Exercise input:
----------------
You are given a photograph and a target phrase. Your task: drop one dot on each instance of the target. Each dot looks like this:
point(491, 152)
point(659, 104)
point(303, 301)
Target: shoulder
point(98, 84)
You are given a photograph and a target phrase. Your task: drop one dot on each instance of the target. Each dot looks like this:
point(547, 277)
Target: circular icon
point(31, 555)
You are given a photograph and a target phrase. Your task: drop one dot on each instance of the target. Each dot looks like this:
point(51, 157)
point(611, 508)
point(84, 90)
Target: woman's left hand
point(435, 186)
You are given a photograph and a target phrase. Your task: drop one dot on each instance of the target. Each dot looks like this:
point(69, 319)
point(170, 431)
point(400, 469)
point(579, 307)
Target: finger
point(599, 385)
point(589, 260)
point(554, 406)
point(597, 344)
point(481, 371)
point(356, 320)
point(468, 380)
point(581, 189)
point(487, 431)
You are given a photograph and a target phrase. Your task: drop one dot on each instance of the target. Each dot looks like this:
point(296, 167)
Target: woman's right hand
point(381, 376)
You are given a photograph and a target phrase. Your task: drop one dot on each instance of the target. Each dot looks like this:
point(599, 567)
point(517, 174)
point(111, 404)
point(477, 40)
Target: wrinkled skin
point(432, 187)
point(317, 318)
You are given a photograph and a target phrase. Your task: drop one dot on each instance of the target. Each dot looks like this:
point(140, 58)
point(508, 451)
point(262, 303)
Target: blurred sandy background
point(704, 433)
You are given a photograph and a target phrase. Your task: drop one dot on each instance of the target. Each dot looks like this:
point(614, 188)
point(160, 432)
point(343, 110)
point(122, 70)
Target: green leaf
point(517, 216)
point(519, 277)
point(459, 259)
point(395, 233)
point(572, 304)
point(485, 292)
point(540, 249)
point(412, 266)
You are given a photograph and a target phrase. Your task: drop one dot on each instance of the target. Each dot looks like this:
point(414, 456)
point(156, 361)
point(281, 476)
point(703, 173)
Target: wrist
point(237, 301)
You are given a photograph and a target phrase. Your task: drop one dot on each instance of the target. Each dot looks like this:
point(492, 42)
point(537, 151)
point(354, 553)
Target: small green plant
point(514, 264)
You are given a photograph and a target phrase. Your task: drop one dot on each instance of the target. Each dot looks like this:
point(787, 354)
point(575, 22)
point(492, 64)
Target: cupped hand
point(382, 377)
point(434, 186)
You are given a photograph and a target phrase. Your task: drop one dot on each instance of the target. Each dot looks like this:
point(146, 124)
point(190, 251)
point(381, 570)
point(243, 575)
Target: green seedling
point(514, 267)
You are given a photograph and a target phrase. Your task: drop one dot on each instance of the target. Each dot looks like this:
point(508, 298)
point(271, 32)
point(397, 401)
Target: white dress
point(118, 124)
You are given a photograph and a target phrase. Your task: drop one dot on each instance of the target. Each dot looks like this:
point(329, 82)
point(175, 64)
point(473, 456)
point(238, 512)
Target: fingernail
----------------
Task instructions:
In the listing above, find the line containing "point(296, 167)" and the line containing "point(477, 40)", then retype both and every line between them exactly, with nothing else.

Your response:
point(296, 167)
Target: woman's right hand
point(381, 376)
You are given a photograph and a target phrase. Your task: drop one dot on each instance of the target. Each dot looks like this:
point(599, 567)
point(517, 174)
point(111, 404)
point(477, 40)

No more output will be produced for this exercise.